* _Dataset entries_:
— START —

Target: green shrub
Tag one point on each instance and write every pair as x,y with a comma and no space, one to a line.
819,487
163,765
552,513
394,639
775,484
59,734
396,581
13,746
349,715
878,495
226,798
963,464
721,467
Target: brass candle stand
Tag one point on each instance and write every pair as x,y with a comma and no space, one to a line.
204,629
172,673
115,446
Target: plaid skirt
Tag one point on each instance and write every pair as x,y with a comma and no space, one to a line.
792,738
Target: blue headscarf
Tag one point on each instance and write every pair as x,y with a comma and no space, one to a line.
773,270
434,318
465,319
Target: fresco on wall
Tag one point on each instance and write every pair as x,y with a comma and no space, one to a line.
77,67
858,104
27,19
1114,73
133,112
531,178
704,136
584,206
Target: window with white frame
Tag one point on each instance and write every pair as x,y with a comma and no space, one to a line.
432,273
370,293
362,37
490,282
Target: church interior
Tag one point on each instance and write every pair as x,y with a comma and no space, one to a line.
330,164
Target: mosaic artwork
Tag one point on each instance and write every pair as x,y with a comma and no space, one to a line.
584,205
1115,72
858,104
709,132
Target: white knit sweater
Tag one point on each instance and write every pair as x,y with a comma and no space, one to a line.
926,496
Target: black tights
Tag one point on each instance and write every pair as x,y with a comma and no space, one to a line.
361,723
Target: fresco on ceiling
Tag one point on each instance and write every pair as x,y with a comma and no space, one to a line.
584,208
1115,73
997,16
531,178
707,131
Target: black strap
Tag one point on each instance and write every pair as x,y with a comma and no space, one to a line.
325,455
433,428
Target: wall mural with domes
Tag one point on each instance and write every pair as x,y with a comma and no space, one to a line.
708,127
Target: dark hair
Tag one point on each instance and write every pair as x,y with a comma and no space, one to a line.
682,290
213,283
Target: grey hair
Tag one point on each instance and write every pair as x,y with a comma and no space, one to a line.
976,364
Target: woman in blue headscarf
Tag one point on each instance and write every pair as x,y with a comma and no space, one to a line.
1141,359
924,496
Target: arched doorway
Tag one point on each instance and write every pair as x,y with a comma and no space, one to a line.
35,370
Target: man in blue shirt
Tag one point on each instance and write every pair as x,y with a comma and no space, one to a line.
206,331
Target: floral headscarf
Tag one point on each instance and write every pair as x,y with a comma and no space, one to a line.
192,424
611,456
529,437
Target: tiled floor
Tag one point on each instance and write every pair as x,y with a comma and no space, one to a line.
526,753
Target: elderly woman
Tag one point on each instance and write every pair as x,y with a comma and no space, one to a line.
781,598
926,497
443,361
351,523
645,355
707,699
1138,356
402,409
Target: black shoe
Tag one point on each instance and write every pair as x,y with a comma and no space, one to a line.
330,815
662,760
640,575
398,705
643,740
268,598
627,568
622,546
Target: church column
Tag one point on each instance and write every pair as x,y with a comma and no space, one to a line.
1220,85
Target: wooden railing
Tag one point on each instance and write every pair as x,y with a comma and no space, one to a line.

— END —

Rewrite the rows from the line with "Target: floral headscarf" through the end of the rows, keeping every line, including the requests. Multiply each point coordinate in the answers by 1.95 and round it to a whole number, with halves rounded up.

Target: floral headscarf
Tag one point on each instance and write every pair as x,y with a comma and no space, one to a line.
374,827
1191,889
1032,852
Target: tiled floor
Tag one point on each instance and write every pair as x,y with a comma and no space, one to a line.
1026,1468
Target: elderly woman
Tag one point on each instance and write every pair as x,y with a comma and no space, one to a line.
1523,1166
1806,969
864,704
684,1020
1258,692
1379,1363
2219,694
784,798
Target: black shoe
Tag one point on each instance and write every pair as x,y with a comma and no space, one to a line.
644,1589
1291,1482
1248,1121
776,1375
1254,1443
523,1166
1223,1108
1213,1065
Target: church column
Tag one point on each instance and write every pair as x,y with a comma and no space, one to a line.
2379,166
Target: wooden railing
Tag one point on each instance and write every pair as x,y with a comma and no space, one to a line.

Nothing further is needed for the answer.